— What to produce —
Among the lines below, keep only those from the one containing "Target: black t-shirt" through the one containing "Target: sign with text", and reproduce them exactly.

Saved entries
________________
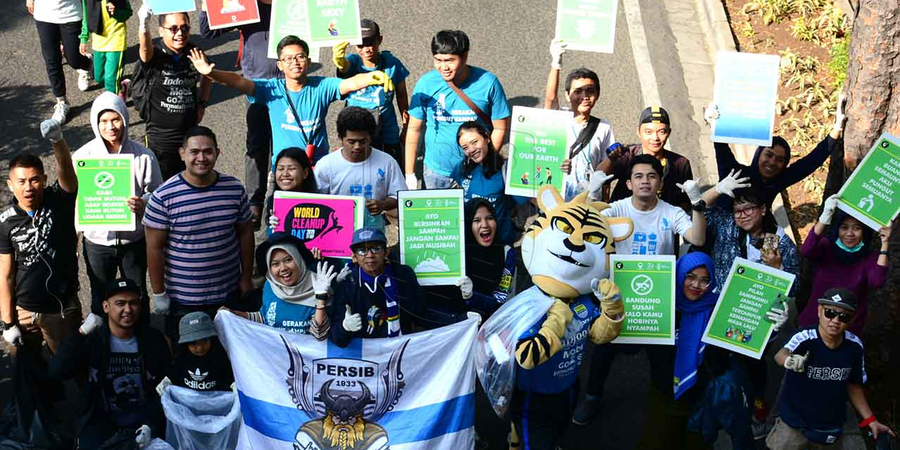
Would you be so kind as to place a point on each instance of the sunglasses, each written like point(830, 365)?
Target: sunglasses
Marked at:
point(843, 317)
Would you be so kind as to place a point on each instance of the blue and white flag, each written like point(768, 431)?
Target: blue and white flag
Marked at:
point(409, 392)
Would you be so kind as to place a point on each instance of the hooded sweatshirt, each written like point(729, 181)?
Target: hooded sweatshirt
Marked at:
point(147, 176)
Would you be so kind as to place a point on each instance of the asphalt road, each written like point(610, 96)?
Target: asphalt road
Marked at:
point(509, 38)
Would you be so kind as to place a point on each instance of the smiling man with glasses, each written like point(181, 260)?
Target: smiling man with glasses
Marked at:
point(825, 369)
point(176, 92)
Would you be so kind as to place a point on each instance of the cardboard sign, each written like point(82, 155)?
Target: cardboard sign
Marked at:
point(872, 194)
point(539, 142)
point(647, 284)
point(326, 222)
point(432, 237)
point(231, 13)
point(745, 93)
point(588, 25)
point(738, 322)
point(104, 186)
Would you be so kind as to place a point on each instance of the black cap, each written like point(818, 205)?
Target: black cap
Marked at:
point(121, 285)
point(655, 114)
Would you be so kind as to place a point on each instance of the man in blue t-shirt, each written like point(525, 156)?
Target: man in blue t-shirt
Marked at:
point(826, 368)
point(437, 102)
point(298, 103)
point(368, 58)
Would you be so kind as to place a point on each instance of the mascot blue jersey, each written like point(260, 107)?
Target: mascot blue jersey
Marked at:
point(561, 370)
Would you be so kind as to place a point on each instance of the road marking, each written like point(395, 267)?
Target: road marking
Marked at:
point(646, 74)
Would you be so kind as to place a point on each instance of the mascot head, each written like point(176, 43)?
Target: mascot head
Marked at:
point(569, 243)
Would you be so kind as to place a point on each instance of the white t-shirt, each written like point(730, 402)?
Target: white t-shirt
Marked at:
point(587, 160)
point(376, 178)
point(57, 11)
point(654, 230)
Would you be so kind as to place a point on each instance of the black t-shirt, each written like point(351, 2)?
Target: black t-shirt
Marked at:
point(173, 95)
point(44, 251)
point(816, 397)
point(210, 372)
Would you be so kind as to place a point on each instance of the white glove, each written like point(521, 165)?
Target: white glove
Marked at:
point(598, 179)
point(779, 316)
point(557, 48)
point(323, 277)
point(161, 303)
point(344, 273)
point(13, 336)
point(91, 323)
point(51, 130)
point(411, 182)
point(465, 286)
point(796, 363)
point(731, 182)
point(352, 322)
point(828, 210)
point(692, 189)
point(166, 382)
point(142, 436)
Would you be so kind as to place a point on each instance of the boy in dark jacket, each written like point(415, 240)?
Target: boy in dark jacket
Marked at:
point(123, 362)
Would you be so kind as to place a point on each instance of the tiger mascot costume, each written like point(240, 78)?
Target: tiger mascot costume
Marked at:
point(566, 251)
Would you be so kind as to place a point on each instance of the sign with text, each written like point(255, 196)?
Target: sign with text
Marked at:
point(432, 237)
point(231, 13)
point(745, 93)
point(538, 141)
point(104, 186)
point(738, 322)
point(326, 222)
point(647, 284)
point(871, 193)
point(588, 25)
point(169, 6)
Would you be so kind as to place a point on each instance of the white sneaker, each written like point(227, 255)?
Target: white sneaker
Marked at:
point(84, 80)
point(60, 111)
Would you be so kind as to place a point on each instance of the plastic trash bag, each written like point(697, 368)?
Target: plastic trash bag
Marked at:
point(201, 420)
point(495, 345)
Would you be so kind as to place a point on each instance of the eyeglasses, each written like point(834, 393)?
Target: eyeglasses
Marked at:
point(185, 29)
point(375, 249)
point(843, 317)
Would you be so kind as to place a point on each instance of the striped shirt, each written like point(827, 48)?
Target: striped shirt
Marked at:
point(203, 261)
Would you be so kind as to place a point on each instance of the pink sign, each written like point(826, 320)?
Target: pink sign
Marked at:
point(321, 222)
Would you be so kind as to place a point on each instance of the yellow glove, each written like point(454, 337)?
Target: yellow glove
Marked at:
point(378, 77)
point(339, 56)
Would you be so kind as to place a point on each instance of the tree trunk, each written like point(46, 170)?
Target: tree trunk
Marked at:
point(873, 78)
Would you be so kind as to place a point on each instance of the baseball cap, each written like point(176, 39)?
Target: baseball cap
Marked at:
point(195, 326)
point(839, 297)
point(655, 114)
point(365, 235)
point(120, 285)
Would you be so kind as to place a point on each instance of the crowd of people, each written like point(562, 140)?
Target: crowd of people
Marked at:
________________
— Answer space —
Target: black t-shirt
Marked at:
point(173, 95)
point(44, 251)
point(816, 397)
point(210, 372)
Would you be so kind as to place a point on each instance of the white glove, each written like point(521, 165)?
Target: white glove
Marked at:
point(598, 179)
point(779, 316)
point(557, 48)
point(323, 277)
point(161, 303)
point(344, 273)
point(13, 336)
point(91, 323)
point(51, 130)
point(411, 182)
point(465, 286)
point(796, 363)
point(731, 182)
point(352, 322)
point(828, 210)
point(692, 189)
point(166, 382)
point(142, 436)
Would you be so kind as to place a point on each instance of the boy in dark jacket, each written like point(415, 240)?
Target: boy in dark jacket
Marked at:
point(123, 362)
Would you be so kind as to place a point on each instance of the tiger mascot costume, each written like point(240, 78)?
Target: tiger mascot costume
Marked at:
point(566, 251)
Would you be so kind as to place a point on each instance of the sign with text, each written like point(255, 196)?
Target: sign with text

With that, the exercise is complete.